'''

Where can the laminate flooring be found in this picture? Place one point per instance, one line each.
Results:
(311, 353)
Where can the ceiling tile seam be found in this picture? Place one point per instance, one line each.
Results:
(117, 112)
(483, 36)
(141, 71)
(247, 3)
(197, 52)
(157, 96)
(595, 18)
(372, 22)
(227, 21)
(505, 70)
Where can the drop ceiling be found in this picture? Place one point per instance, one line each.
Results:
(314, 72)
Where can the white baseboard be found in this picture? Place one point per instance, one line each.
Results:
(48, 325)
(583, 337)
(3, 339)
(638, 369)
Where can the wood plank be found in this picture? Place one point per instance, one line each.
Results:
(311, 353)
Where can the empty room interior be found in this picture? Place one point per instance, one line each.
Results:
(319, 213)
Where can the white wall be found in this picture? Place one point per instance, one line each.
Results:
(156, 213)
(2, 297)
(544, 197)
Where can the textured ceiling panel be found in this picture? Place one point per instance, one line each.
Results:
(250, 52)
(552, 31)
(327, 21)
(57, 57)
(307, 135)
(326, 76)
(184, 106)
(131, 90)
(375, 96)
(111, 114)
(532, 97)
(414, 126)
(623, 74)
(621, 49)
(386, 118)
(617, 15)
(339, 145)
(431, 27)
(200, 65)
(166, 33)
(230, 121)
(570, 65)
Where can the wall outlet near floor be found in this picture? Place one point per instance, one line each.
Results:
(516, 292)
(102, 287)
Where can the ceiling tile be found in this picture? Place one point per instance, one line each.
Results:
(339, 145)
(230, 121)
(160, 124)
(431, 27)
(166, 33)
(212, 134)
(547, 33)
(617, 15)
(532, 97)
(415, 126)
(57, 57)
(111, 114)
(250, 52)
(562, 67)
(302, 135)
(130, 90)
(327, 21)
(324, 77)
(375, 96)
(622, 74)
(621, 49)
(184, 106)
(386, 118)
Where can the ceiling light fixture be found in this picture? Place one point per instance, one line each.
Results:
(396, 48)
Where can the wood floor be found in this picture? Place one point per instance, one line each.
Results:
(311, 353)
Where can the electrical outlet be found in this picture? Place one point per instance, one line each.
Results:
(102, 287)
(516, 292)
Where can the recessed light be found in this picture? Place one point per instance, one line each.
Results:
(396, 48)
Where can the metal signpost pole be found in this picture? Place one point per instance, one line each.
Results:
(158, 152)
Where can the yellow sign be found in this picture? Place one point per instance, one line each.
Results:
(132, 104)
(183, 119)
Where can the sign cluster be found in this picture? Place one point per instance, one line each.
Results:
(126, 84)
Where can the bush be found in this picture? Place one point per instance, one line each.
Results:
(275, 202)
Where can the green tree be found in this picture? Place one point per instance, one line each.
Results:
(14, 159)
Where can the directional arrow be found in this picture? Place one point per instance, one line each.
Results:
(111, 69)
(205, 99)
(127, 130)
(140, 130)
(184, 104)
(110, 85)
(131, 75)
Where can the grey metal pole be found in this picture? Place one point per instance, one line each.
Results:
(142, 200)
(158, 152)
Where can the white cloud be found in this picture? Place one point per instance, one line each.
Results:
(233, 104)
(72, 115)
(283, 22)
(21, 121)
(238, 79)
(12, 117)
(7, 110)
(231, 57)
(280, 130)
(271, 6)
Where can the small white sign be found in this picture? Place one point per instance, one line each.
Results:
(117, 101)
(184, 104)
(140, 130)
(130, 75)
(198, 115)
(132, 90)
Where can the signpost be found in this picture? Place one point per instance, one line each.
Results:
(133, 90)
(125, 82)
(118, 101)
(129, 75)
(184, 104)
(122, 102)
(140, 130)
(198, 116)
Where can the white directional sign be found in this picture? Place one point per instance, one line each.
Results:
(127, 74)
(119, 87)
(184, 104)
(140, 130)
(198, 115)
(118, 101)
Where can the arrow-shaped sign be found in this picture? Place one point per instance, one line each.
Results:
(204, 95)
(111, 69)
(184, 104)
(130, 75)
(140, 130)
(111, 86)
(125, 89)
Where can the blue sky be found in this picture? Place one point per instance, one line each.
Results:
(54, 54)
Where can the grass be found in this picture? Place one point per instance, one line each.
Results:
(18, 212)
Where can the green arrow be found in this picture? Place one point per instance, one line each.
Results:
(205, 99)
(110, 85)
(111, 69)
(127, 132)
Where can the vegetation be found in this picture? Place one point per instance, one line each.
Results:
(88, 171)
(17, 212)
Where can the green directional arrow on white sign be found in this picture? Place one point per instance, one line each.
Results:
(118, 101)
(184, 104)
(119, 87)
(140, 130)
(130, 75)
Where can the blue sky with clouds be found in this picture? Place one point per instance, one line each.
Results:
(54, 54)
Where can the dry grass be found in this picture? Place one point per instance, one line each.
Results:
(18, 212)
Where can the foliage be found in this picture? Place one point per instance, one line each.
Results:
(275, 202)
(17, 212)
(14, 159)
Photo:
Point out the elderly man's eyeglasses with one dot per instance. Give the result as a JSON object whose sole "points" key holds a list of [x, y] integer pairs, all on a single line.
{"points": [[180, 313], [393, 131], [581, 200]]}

'''

ACTION ITEM:
Number of lines containing the word "arrow" in the material above: report this figure and nothing more.

RESPONSE:
4